◆ **DIRECTIONS**
Write out, word for word, the lines of material from the one containing "written like (206,84)." through the end of the material, including both.

(Point labeling data from photos)
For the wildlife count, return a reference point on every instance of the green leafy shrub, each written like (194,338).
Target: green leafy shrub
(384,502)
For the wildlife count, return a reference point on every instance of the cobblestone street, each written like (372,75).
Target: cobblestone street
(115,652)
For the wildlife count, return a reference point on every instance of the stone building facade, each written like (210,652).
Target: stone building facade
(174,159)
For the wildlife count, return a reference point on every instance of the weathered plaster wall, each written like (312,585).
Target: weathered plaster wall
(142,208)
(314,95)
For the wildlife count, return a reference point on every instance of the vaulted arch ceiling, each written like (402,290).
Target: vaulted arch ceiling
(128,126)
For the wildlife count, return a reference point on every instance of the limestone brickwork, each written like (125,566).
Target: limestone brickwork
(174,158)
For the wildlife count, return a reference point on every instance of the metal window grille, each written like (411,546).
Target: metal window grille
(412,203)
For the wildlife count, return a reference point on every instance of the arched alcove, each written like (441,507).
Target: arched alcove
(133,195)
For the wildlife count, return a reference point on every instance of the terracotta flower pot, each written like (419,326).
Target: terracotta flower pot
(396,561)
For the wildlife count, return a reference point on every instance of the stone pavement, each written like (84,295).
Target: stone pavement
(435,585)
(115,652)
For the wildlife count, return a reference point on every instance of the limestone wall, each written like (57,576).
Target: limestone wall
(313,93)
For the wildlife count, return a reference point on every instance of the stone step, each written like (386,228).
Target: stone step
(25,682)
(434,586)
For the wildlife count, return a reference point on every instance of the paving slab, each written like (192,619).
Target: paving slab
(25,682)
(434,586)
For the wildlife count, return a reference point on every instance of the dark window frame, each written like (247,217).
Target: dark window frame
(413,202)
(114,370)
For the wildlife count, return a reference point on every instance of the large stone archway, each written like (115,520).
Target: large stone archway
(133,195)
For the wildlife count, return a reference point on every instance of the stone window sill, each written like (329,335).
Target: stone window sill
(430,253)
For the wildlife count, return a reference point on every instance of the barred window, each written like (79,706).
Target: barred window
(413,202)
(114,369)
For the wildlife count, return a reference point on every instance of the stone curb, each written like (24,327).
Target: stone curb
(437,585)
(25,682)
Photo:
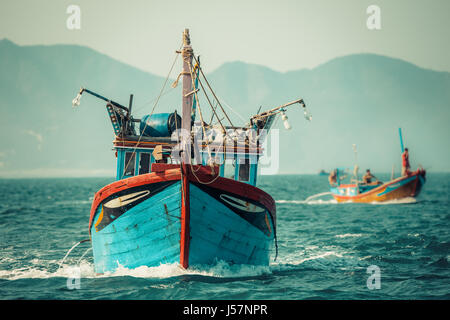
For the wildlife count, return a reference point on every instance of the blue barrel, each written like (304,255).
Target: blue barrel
(160,124)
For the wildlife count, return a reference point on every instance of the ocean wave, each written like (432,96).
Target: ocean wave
(347,235)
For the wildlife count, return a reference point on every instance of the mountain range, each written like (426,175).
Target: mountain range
(359,99)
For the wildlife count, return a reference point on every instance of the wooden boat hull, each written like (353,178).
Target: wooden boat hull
(168,216)
(397,189)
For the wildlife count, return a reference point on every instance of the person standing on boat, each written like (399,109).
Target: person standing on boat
(332,178)
(367,179)
(405,163)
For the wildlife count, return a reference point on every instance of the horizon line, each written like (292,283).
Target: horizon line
(231,61)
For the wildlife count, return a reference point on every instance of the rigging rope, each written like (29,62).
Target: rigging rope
(153,109)
(212,91)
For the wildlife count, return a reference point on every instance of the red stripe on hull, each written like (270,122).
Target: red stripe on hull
(136,181)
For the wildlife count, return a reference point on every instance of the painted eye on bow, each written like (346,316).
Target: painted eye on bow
(126,199)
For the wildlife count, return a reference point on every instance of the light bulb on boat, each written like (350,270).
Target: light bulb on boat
(308,116)
(285,122)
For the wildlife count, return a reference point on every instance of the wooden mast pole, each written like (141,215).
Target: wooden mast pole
(187,54)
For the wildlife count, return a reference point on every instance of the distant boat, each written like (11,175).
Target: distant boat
(195,209)
(396,189)
(406,186)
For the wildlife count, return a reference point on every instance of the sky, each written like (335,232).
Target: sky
(283,35)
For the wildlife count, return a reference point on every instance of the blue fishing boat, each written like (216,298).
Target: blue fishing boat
(185,190)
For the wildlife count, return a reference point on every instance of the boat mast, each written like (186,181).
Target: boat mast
(187,54)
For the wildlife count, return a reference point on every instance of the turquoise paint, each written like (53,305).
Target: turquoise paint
(144,235)
(395,186)
(219,233)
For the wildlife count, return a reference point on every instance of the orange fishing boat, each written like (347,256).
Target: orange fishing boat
(408,186)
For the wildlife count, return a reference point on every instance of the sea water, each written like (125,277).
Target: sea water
(326,250)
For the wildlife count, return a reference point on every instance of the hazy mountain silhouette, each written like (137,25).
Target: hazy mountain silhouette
(357,99)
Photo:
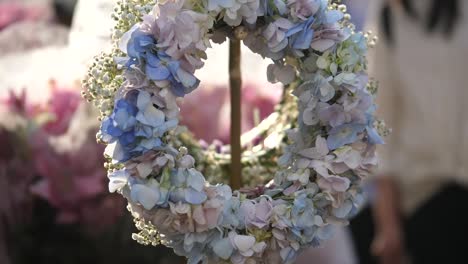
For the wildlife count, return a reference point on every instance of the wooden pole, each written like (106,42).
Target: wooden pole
(235,84)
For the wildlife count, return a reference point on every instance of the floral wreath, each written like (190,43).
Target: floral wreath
(316,53)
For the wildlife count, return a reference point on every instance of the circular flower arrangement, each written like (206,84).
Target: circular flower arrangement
(316,54)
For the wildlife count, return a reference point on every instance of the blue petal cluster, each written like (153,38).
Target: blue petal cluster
(134,127)
(158,66)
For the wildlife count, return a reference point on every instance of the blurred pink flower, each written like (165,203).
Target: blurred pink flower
(61,106)
(70,179)
(206,111)
(59,109)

◆ **COMPLETE OUTPUT**
For the wildlife count, return a reference point on every instance of the circular flower arrangement, each written like (206,84).
Target: circular flower arrangement
(316,54)
For the wildlife count, return a reference point on every instance of the blue petal cluster, each written like (153,38).
Target: blue petal cluster
(134,127)
(158,66)
For the wildlife count, return a reference point on every instance of the blurred pink flower, each written like (165,203).
Target: blurred pink flower
(61,106)
(70,179)
(206,111)
(59,109)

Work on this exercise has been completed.